§ **WHAT THE TASK ASKS**: Render the part of the data below that opens with the line containing "Batch job #204 — target class is tall tree." and closes with the line containing "[0,291,280,556]" as a numbered list, both of those lines included and any blank lines dropped.

§ **RECORDS**:
┄┄┄┄┄┄┄┄┄┄

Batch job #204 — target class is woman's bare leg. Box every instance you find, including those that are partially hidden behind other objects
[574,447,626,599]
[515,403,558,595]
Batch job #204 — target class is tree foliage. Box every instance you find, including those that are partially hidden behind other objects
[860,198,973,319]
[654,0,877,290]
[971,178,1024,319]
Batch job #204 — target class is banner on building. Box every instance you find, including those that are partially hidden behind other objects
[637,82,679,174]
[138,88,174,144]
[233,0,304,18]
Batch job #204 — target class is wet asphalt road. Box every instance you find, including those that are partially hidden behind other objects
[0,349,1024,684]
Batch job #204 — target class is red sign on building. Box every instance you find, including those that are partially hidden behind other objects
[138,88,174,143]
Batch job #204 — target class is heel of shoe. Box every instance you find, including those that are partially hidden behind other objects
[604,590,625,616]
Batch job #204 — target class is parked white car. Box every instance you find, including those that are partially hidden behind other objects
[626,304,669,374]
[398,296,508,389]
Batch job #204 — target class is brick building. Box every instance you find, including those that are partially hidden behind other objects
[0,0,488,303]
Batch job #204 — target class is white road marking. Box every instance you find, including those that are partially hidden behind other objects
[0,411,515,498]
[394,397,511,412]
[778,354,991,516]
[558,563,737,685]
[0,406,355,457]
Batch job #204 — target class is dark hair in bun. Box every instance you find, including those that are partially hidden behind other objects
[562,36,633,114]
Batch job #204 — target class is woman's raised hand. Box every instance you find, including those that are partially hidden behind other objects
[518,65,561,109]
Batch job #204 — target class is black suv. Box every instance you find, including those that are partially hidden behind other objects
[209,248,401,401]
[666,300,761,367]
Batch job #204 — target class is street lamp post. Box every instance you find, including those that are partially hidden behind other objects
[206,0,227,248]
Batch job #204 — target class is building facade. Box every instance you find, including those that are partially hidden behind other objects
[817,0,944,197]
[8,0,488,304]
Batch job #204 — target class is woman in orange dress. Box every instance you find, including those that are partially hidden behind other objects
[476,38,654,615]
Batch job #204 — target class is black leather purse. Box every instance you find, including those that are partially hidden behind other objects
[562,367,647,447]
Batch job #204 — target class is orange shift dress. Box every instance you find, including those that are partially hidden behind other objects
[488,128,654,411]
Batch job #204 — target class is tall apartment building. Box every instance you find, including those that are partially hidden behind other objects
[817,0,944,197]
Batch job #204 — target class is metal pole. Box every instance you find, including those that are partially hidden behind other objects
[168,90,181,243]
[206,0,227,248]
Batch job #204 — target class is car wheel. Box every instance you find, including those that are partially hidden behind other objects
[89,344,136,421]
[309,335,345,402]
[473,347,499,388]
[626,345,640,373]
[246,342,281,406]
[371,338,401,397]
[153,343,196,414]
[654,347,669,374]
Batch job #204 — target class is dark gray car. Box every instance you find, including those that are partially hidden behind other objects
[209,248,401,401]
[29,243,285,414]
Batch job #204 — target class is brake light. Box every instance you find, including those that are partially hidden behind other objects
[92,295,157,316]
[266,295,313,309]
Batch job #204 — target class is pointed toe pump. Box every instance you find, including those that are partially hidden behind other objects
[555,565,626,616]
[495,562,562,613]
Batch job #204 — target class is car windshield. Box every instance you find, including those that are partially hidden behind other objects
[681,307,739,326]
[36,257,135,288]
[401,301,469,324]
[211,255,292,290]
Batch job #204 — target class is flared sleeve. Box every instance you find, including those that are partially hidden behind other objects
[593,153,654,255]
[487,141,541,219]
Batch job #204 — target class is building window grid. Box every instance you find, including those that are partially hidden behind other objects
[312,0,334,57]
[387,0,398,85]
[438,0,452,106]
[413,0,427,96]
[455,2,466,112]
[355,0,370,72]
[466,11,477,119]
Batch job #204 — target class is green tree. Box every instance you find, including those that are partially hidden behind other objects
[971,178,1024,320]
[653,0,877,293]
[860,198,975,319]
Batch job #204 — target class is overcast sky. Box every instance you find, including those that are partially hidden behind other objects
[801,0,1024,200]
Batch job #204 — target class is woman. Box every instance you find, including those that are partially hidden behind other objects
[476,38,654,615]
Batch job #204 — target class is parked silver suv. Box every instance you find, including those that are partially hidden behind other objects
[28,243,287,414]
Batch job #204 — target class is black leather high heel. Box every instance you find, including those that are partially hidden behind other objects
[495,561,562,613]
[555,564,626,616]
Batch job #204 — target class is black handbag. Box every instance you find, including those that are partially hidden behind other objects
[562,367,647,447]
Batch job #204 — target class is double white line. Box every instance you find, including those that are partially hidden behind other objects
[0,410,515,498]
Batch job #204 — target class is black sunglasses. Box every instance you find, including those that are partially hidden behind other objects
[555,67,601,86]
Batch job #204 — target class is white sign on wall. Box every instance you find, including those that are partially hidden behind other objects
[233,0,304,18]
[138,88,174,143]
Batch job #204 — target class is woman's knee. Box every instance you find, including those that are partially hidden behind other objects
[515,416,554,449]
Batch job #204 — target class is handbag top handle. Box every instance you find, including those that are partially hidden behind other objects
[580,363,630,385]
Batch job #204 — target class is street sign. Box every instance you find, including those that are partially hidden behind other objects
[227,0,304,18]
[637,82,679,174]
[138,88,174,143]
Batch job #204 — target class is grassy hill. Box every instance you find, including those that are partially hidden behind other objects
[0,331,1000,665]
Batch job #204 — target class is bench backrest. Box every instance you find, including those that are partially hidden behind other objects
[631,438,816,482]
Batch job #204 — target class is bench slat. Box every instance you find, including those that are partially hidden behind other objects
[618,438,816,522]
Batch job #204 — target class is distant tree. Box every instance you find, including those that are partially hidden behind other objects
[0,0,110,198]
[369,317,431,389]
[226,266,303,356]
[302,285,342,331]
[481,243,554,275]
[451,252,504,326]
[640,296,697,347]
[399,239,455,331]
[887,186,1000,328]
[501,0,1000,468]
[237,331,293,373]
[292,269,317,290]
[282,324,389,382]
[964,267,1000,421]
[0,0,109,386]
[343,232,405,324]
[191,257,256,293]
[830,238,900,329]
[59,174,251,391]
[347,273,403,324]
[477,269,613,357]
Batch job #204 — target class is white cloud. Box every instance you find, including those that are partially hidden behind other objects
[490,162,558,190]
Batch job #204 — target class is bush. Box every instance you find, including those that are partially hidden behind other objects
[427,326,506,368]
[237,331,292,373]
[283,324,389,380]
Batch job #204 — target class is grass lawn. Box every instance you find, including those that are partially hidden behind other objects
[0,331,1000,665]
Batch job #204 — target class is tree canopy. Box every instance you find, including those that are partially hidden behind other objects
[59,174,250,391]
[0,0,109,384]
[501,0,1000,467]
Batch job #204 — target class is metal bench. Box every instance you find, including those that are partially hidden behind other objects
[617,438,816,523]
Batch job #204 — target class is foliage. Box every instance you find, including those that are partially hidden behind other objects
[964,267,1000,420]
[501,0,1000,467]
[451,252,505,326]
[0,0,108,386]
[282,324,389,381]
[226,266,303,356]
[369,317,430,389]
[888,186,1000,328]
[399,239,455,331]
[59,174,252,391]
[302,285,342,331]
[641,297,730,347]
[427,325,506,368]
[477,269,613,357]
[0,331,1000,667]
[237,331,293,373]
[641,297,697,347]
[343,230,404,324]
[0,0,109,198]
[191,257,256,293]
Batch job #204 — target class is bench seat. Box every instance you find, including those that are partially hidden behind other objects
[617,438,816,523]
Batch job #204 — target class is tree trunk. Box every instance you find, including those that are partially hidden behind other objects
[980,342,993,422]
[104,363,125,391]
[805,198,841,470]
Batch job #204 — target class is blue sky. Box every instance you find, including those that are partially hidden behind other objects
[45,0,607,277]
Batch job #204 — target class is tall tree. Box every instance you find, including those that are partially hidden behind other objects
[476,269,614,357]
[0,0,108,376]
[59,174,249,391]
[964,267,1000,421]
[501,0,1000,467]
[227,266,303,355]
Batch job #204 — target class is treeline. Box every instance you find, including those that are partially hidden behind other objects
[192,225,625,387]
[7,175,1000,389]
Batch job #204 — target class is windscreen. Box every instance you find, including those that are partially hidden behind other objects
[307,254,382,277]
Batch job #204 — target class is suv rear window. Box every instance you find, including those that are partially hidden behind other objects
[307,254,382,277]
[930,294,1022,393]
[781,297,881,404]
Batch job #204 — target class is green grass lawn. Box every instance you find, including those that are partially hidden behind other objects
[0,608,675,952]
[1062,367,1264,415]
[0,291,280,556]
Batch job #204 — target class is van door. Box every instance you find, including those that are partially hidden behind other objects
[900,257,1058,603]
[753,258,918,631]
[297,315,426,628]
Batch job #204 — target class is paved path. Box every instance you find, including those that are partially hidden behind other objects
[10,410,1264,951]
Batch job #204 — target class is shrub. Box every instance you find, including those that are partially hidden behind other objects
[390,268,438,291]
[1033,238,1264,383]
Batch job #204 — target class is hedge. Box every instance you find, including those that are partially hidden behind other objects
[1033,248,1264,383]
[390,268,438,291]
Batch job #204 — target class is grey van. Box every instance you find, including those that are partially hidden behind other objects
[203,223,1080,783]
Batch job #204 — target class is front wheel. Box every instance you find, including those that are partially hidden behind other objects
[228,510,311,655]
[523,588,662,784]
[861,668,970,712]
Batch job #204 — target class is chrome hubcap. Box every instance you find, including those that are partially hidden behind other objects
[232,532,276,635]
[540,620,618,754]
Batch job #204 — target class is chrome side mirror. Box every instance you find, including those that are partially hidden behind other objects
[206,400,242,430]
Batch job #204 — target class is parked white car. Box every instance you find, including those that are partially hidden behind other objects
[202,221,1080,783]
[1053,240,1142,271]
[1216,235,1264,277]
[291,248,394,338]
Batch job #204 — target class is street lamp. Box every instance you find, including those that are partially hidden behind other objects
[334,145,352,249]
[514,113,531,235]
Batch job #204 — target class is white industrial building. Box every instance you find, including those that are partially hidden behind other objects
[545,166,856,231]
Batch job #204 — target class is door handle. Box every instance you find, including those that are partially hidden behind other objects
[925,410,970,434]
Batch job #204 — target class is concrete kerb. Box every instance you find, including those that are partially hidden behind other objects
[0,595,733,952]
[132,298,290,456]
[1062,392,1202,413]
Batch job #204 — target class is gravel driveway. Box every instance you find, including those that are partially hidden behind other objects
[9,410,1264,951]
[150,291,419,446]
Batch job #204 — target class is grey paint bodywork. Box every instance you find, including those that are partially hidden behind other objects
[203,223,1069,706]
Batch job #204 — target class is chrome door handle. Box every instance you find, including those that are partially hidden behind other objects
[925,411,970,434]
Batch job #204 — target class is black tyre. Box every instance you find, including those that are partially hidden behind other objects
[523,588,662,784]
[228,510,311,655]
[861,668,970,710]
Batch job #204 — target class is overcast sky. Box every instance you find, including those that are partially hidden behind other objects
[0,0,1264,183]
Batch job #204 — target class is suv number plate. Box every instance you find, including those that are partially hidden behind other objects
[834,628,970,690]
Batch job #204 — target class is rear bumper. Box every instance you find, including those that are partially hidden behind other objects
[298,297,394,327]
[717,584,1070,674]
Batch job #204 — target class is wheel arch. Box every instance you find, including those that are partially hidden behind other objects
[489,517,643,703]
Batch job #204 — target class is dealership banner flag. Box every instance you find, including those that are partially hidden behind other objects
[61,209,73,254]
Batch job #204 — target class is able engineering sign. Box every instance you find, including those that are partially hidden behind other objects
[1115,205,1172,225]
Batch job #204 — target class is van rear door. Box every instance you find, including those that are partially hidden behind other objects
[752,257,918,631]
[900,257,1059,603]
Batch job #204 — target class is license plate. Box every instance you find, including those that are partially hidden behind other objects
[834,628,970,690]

┄┄┄┄┄┄┄┄┄┄

§ **OUTPUT OF THE EXERCISE**:
1. Batch job #204 — target class is tall tree. Box every instance you find, including those that are partially hidden behind other objects
2. [476,269,614,357]
3. [0,0,108,376]
4. [59,174,249,391]
5. [964,267,1000,421]
6. [501,0,1000,467]
7. [227,266,303,355]
8. Batch job #204 — target class is treeline. Box every instance you find, including those that are partially hidden behind other objects
9. [192,225,625,387]
10. [7,175,1000,389]
11. Batch job #204 — target class is windscreen. Box every instance you find, including those that are partially hidden behind other objects
12. [307,254,382,277]
13. Batch job #204 — target class is suv rear window. Box every instance you find, including those that are partially hidden behind other objects
14. [307,254,382,277]
15. [930,294,1022,393]
16. [781,297,881,404]
17. Batch job #204 — target class is green grass lawn. Box every instance you find, including those that are partially hidden behind other objects
18. [0,608,675,952]
19. [1062,367,1264,415]
20. [0,291,280,556]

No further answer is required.